◆ **Information provided**
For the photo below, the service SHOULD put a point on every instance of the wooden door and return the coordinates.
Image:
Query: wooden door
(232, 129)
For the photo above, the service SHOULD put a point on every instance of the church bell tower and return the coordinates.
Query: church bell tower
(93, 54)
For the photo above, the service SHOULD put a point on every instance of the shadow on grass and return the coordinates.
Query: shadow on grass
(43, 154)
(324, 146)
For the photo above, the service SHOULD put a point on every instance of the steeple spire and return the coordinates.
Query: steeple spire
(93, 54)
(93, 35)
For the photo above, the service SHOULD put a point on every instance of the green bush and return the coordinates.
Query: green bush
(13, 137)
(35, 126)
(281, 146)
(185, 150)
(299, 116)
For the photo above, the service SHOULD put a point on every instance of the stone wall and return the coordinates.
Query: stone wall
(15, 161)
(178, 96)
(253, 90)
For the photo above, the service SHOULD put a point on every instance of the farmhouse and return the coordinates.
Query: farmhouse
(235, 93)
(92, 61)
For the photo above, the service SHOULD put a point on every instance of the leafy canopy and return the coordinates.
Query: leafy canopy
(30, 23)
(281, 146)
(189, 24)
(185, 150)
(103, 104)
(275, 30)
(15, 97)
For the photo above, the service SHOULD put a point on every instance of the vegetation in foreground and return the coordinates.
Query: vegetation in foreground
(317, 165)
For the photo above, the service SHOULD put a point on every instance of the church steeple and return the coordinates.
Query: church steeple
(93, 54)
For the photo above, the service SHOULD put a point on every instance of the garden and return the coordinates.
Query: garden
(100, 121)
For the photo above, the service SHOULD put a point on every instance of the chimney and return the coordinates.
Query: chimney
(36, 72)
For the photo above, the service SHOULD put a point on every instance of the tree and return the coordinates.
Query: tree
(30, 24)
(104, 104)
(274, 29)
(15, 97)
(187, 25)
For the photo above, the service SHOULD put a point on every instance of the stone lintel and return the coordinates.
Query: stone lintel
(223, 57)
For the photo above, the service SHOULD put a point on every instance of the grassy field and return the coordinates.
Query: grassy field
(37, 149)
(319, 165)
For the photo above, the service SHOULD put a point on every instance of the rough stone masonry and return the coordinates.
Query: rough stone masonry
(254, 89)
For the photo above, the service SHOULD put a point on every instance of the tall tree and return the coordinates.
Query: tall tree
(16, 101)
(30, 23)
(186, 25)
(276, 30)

◆ **Work order**
Copy the records exactly.

◆ **Output of the exercise**
For the photo below, the service SHOULD put a point on every instance of the wooden door and return the coordinates.
Image:
Query: wooden door
(232, 129)
For the photo above, the service SHOULD put a point on every instance of the church bell tower and return the coordinates.
Query: church bell tower
(93, 54)
For the photo above, the service SHOULD put a point on every instance of the shadow on grass and return the coordinates.
Query: shadow on grass
(43, 154)
(324, 146)
For the photo above, the service SHOULD put a point on every instance of the steeple spire and return the coordinates.
Query: steeple spire
(93, 54)
(93, 35)
For the photo above, the service SHOULD put a point on every instance of the green bush and return the coordinates.
Query: green bush
(13, 137)
(35, 126)
(281, 146)
(185, 150)
(299, 116)
For the photo above, the service SHOULD put a point on every instance of the stone wall and return the coordinates.
Query: stone wall
(15, 161)
(178, 96)
(253, 90)
For the photo above, the service SHOULD put a point on every instance of the farmhouse and return the coordinates.
Query: farmhouse
(235, 93)
(92, 61)
For the photo above, the service SHOULD put a point on every instance of the leafy canopy and return the coordinates.
Query: leafy canopy
(30, 23)
(281, 146)
(189, 24)
(185, 150)
(103, 104)
(275, 30)
(15, 97)
For the photo above, the service SHOULD put a point on every instance of the vegetation in foreground and return the coordinates.
Query: vegetation in foreground
(317, 165)
For the photo above, the service SHOULD put a point on every instance of the church steeple and return the coordinates.
Query: church steeple
(93, 54)
For the photo above, the service SHOULD put a point on every instance of the garden and return the coordinates.
Query: garden
(100, 121)
For the photo above, the service SHOULD put a point on every instance of the chimney and return the coordinates.
Query: chimney
(36, 72)
For the photo above, the service SHOULD put a point on every instance of the tree and return the coordinates.
Query: tree
(30, 24)
(104, 104)
(274, 29)
(15, 97)
(187, 25)
For the photo above, the service SHOULD put a point on every instance of the stone lintel and return the coordinates.
Query: stone lintel
(223, 57)
For the photo above, the service SHOULD put a point on every instance of the grassy field and return the coordinates.
Query: grassy field
(37, 149)
(319, 165)
For the photo above, the service SHOULD put a point on every instance of the rough stone masonry and return the coordinates.
Query: rough stone masonry
(254, 89)
For the photo above, the service SHOULD put a point on every instance of the tall tree and return the coordinates.
Query: tall tree
(16, 101)
(30, 23)
(186, 25)
(276, 30)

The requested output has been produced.